EXERCISE —
Print, unchanged, everything in the data below from the line containing "Target: thick lower trunk" down to the line containing "(627, 1037)". Include both of those lines and nothing else.

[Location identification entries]
****
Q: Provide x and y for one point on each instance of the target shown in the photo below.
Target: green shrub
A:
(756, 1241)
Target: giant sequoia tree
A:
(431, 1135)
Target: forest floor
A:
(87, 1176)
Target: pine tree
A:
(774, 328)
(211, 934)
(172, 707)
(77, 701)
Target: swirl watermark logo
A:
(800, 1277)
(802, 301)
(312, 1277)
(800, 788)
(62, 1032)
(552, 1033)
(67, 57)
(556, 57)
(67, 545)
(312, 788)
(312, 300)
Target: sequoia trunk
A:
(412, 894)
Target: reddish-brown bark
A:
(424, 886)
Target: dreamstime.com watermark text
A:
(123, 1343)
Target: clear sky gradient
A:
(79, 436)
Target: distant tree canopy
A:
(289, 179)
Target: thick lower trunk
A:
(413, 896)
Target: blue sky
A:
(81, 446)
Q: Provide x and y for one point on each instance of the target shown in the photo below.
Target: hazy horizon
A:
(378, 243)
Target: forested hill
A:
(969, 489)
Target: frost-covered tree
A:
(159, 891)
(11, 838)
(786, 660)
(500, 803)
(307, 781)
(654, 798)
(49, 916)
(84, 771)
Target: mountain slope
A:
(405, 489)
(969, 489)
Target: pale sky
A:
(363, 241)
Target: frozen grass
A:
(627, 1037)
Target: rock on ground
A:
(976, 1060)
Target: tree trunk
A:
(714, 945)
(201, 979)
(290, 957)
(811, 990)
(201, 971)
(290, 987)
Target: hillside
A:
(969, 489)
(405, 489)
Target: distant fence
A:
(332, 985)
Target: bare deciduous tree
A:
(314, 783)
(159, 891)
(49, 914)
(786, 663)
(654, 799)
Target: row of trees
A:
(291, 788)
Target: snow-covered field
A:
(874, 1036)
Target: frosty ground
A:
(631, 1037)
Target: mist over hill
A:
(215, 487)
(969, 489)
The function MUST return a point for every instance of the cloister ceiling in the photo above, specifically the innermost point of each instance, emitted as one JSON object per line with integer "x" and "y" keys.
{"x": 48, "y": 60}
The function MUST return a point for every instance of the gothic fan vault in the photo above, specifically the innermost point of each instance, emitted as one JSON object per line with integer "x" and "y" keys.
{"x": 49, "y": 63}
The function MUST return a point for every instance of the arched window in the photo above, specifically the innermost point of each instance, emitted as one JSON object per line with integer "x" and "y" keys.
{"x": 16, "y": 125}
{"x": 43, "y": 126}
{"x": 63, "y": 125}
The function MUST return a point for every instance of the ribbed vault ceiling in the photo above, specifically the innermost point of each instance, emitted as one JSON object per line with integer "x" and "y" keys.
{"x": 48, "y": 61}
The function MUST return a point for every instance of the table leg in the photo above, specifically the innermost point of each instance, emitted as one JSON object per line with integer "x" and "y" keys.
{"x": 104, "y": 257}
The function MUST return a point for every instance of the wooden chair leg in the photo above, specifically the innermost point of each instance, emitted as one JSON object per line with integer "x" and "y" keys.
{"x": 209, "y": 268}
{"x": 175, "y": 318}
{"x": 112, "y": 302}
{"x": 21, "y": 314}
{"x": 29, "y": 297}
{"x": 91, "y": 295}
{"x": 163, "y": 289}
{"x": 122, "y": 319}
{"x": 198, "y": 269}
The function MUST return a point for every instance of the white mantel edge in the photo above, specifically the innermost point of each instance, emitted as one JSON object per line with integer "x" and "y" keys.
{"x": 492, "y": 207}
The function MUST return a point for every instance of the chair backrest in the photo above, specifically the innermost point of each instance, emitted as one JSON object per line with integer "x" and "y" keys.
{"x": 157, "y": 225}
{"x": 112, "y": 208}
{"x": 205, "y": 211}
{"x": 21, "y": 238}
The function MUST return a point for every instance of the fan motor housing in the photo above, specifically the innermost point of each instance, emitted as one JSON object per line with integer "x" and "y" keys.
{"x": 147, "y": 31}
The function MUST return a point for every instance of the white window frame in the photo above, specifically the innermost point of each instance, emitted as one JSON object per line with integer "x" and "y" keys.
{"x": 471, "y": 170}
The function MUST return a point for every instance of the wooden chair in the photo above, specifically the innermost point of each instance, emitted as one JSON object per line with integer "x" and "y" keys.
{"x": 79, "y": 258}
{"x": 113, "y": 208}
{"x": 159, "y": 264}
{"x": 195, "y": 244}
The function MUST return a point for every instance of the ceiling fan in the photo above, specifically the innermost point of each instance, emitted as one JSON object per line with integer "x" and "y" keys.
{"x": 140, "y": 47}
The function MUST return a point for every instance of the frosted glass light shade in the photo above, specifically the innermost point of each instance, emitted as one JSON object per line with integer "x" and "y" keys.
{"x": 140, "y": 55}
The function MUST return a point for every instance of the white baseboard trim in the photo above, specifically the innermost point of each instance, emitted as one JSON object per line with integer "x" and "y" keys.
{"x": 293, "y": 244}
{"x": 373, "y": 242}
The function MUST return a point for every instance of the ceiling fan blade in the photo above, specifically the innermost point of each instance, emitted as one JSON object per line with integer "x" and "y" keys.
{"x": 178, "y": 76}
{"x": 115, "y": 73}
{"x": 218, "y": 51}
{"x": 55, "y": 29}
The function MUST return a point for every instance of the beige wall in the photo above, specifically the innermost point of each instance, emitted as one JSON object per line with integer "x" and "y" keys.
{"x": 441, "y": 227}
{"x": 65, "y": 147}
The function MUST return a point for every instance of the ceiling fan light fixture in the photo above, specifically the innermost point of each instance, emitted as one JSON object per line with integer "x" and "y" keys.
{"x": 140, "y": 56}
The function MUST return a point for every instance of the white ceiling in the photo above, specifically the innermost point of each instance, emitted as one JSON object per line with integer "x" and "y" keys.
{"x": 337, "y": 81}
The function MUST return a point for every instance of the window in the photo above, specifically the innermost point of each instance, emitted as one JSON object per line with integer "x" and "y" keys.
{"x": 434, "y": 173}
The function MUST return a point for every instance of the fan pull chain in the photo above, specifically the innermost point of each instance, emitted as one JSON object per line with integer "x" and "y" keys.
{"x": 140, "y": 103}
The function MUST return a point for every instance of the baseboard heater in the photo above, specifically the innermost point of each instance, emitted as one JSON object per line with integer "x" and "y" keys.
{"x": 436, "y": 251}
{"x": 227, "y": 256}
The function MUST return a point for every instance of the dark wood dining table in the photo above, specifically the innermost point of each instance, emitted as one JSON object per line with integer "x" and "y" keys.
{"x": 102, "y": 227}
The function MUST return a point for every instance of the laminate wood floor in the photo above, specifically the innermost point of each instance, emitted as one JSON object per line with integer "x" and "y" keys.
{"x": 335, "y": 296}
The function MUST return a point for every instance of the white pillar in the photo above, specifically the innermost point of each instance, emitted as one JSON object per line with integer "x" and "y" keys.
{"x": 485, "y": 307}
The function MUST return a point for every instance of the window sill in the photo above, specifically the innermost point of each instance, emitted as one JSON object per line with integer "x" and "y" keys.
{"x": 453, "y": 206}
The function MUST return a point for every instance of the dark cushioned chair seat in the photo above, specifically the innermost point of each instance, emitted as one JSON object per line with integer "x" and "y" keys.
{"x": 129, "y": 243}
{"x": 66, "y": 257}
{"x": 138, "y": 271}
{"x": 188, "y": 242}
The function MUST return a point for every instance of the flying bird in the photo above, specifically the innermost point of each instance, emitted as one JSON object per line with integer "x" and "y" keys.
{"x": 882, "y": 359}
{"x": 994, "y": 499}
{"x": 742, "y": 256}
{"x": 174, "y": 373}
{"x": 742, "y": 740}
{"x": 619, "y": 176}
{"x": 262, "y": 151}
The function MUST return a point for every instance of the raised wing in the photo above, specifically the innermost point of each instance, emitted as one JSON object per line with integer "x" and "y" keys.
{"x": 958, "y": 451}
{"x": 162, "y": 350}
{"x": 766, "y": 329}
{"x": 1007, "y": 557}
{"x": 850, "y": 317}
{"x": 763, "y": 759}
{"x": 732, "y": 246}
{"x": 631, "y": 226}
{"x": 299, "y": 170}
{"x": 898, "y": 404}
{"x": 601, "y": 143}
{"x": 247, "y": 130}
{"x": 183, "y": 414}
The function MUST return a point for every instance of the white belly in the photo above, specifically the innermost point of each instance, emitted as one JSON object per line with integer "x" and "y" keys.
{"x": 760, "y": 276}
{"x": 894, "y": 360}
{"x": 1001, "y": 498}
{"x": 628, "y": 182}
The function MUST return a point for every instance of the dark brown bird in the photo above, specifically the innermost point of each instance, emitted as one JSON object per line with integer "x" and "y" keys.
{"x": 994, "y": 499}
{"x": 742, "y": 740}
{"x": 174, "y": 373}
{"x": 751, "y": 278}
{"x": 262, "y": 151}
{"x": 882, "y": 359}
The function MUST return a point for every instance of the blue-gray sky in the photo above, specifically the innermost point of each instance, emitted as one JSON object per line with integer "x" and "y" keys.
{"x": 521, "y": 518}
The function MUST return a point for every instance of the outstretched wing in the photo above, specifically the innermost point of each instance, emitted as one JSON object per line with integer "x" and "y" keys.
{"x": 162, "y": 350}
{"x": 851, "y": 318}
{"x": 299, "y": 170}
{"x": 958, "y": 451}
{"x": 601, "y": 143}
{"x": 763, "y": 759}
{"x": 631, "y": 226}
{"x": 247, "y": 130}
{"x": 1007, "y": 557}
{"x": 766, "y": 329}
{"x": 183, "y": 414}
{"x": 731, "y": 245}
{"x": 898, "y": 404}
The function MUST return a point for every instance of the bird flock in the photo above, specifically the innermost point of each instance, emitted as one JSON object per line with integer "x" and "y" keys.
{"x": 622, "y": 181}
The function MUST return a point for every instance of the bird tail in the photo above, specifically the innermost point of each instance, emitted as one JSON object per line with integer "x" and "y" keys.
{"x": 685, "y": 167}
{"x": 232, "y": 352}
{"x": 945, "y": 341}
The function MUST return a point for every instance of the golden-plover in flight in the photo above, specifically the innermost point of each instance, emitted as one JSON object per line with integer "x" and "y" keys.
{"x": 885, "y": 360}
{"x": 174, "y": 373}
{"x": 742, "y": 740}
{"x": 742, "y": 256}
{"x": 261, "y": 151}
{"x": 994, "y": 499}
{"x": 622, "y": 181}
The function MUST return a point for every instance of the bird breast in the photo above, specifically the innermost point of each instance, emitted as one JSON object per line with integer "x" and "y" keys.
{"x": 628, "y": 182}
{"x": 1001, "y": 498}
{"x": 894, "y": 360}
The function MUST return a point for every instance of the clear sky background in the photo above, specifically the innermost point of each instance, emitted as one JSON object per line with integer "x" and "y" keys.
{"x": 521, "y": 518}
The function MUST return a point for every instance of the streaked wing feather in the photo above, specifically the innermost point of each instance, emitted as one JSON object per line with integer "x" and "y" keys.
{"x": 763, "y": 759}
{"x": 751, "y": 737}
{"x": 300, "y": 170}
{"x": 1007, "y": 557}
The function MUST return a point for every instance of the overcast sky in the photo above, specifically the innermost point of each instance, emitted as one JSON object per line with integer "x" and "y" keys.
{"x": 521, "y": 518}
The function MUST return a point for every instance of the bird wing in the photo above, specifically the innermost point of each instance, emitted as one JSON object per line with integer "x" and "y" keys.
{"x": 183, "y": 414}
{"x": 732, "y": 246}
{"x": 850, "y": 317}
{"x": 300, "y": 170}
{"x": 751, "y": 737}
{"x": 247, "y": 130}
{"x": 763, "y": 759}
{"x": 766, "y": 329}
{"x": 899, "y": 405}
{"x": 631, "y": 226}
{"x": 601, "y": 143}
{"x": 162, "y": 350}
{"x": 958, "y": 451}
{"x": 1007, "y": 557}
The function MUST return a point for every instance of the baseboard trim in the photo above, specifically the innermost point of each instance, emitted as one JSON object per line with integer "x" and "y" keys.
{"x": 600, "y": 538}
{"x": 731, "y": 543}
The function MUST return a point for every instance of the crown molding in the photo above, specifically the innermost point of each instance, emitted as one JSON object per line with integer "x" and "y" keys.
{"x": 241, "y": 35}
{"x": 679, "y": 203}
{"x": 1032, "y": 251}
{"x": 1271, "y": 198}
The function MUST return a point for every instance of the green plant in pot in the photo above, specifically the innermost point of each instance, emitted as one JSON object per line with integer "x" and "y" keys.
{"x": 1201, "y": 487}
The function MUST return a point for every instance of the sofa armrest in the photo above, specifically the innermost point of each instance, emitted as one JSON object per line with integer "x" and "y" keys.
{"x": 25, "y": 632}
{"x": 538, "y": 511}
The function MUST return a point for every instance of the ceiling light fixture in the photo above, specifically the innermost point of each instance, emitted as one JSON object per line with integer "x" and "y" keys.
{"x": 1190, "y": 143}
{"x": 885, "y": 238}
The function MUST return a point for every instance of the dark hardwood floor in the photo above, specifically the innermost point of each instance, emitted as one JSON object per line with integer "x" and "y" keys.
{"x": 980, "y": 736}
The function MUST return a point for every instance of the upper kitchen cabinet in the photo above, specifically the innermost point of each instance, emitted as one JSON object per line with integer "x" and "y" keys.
****
RESPONSE FOR THIS EXERCISE —
Target: thick lower trunk
A:
(413, 896)
Target: blue sky
A:
(81, 446)
Q: Provide x and y for one point on each instance of the target shown in the photo below.
Target: hazy horizon
A:
(378, 243)
Target: forested hill
A:
(969, 489)
Target: frost-covered tree
A:
(159, 891)
(11, 838)
(786, 660)
(500, 803)
(307, 781)
(654, 798)
(49, 916)
(84, 771)
Target: mountain slope
A:
(405, 489)
(969, 489)
Target: pale sky
A:
(363, 241)
Target: frozen grass
A:
(627, 1037)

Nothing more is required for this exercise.